What the task requires:
Keep the pictures out and restate every record exactly.

-- start Extracted records --

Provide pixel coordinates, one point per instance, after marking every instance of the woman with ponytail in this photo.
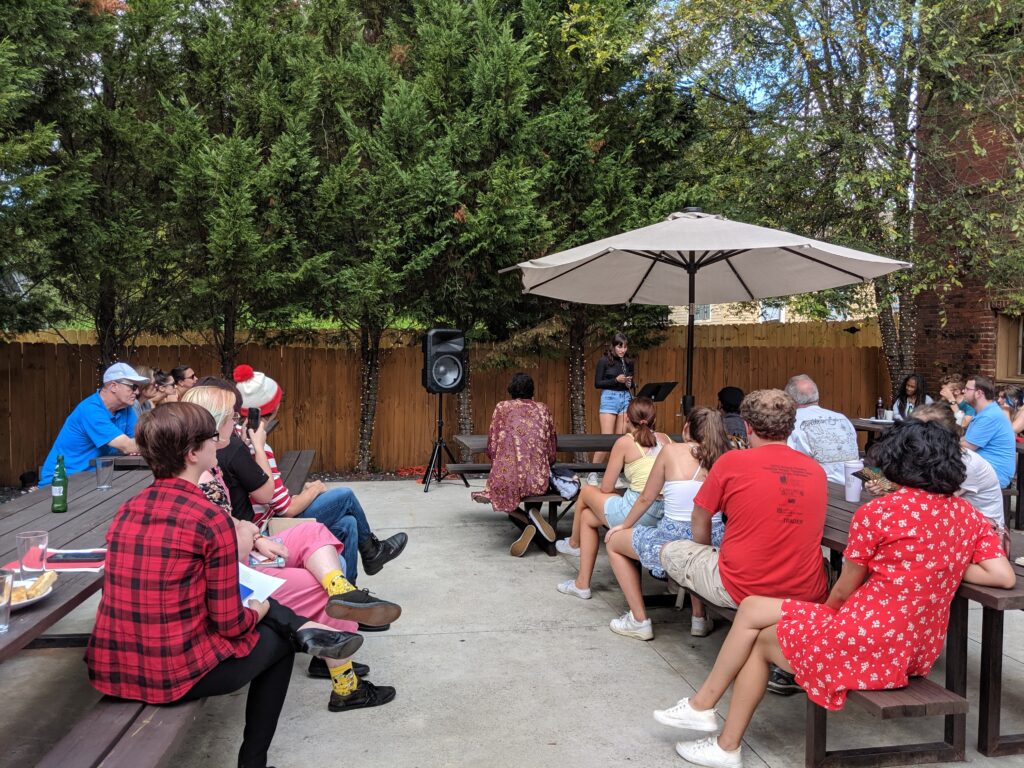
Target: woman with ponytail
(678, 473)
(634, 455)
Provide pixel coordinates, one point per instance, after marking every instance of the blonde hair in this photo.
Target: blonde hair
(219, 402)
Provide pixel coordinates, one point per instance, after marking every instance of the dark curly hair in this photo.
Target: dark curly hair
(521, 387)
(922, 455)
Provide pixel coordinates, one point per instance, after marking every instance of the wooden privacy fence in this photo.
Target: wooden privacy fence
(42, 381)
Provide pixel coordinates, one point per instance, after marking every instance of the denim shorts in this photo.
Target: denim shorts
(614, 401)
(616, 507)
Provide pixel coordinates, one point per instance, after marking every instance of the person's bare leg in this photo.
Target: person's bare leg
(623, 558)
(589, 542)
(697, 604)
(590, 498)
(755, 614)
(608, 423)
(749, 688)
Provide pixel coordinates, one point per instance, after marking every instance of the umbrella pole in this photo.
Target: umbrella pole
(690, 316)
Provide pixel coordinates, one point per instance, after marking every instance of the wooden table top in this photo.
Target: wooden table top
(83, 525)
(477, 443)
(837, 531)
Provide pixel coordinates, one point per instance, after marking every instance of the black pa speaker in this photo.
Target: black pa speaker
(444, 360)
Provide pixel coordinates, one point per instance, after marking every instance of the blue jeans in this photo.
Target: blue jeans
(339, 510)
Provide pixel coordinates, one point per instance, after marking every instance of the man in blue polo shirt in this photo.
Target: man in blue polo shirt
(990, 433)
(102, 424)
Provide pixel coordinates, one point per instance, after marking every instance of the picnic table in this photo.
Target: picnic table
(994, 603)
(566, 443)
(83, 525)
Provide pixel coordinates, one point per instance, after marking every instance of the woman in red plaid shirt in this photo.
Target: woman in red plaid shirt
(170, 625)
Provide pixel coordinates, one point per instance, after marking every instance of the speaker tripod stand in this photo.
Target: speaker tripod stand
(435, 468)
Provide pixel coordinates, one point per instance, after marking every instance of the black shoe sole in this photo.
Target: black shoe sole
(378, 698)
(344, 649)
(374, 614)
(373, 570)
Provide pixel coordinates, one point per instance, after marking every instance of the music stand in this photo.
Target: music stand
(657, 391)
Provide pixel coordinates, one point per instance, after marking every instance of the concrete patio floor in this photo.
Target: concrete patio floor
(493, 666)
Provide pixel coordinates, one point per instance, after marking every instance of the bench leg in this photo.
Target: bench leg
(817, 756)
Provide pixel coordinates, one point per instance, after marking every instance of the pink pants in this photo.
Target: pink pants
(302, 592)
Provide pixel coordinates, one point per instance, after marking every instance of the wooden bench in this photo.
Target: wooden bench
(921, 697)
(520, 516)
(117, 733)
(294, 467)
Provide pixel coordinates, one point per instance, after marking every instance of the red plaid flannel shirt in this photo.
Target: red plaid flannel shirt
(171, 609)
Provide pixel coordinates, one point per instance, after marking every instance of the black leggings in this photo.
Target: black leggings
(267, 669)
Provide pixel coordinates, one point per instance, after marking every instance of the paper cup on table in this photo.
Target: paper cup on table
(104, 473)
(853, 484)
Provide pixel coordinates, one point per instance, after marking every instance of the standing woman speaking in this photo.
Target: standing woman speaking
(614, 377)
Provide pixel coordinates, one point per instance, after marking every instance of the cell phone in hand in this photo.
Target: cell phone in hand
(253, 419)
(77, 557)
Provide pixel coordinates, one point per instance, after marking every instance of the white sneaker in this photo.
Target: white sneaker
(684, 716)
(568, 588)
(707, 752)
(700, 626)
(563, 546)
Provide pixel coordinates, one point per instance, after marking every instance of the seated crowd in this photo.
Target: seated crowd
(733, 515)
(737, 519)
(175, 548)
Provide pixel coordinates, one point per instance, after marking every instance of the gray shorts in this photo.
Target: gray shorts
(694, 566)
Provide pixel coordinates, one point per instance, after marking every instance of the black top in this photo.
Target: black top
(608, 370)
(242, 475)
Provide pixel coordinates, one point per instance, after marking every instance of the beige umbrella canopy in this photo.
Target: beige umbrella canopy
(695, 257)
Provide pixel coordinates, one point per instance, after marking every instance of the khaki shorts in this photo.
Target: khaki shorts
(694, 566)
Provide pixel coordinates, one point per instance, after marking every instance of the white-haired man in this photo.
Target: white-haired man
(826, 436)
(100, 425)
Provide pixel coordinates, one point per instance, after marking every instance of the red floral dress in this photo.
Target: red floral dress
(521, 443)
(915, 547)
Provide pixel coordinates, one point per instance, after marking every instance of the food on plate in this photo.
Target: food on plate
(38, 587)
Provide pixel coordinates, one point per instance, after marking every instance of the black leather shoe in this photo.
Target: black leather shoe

-- end Extracted records --

Expected answer:
Provide pixel coordinates, one point per instance, after marking every instance of the woman with ponytail in this photo.
Target: woman with ponytail
(678, 473)
(634, 455)
Provide pixel coordinates, one point per instance, after marking every instance of the blonde hair in this photo.
Target: blonde hair
(219, 402)
Provide pixel coordinates, one point per instance, after marking every instance of the dark curly hair in this photo.
Target: dark curly hair
(521, 387)
(922, 455)
Provide pixel coordinates, one point per instance, after marking every instance of the wooden privacy fence in this photo.
Target: wooden privacy fence
(42, 381)
Provide pixel coordinates, one point per instance, after marking every instance of the denim shorts in this photo.
Target: denim shorts
(614, 401)
(616, 507)
Provide pixel coordinates, one point per instance, after marking every instance of the person's bare leg in this photo.
Target: person's bare leg
(623, 558)
(589, 542)
(697, 604)
(590, 498)
(755, 614)
(608, 423)
(749, 688)
Provide pixel coordinates, one point per instance, after marking every instance of the umbrella pole in this photo.
Target: umbrella pole
(690, 316)
Provide pixel coordinates, one point per instance, after marking every instance of the wooden table top in this photo.
Target: wooden table top
(83, 525)
(477, 443)
(837, 531)
Provide pixel coordinates, one point per instance, after marking every instance of the black pa speaker in this photo.
Target: black pa speaker
(444, 360)
Provide pixel coordinates, one point per instance, after marking every instance of the blue jeans in this photo.
Target: blue jeans
(339, 510)
Provide pixel coordinates, one point per instance, after marking every instance of the man in blue polo shirt in this photo.
Target: man in blue polo shirt
(990, 433)
(102, 424)
Provide pixel coordinates, one point per instance, after marking every instance of the picnic table in this photo.
Target: picnic table
(994, 603)
(566, 443)
(83, 525)
Provide pixel coordinates, one point per instance, after marking every instance of the woman in red plaid shirt in this photo.
Target: woman in red plaid shirt
(170, 625)
Provide pixel coordinates, one point per instance, after marking every instance of the speaker tripod stand in this photo.
Target: speaker tripod stand
(435, 468)
Provide pixel coordinates, one point per instance, after marking every instance of the black shoe sole in this photo.
Target: black shoe sole
(378, 698)
(344, 649)
(374, 614)
(373, 570)
Provide pixel coordinates, one point per instance, after marking every instance of the music stand in this photo.
Target: music stand
(657, 391)
Provide pixel coordinates, one point per instance, after marking every instance of the concrete patio floor in this photo.
Target: concrete patio floor
(493, 666)
Provide pixel coordinates, one point per instance, after marking every instance of the bench leg in this photo.
Target: bench leg
(817, 756)
Provide pixel coordinates, one point per instance, after marking every instance of the pink pants in this photo.
Target: pink pants
(302, 592)
Provide pixel coordinates, one point per instance, after marking every instance of the wooden bench in this photo.
Target: wooden bench
(921, 697)
(520, 516)
(117, 733)
(294, 467)
Provide pixel coordinates, one point per instance, after marking every instance of the red plaid flannel shirt in this photo.
Target: red plaid flannel shirt
(171, 609)
Provide pixel coordinates, one point per instance, after marking every instance of the black leggings in this photo.
Target: black leggings
(267, 669)
Provide pixel coordinates, one point per instance, after marking every instance of the paper cup on table in this photo.
Target: paper cup on table
(104, 473)
(853, 484)
Provide pixel coordinates, one point per instance, after marking every instance of the standing woman speaking in this photo.
Target: standing woman speaking
(614, 377)
Provide pixel coordinates, one point per instance, after marking every instance of the cell phone in hand in this photo.
Target: cell phone in hand
(253, 419)
(77, 557)
Provide pixel coordinates, one point per instance, after marking every instance of the white sneaker in this photo.
Target: white sneaker
(684, 716)
(568, 588)
(707, 752)
(700, 626)
(563, 546)
Provide pixel coordinates, one point per instance, after marking every instance of the seated crowd in this photo.
Target: seated crowd
(733, 515)
(737, 519)
(175, 548)
Provide pixel coordinates, one point per instance, after marking every instance of the gray shorts in this photo.
Target: gray shorts
(694, 566)
Provide pixel coordinates, one point per instance, after marking every instance of the black top in this photo.
Target: black top
(608, 370)
(242, 475)
Provide pixel coordinates, one point per instance, after marking every instance of the beige umbrella canopy in this photo.
Target: beige umbrella canopy
(695, 257)
Provide pixel coordinates, one point per instance, after marking every instance of the khaki shorts in this photo.
Target: khaki shorts
(694, 566)
Provide pixel coordinates, one point per instance, after marking every instance of the white-haired man in this photo.
Target: white-haired man
(826, 436)
(100, 425)
Provide pixel coordinates, one point per instance, after marking every instance of the red floral dress in this photo.
Target: red floral dress
(521, 443)
(915, 547)
Provide pixel coordinates, one point per instance, after marking every instance of the food on plate in this photo.
Target: food on plate
(38, 587)
Provide pixel coordinates, one point per instance, after marking every instance of the black leather shoe in this photo.
Target: black leather shoe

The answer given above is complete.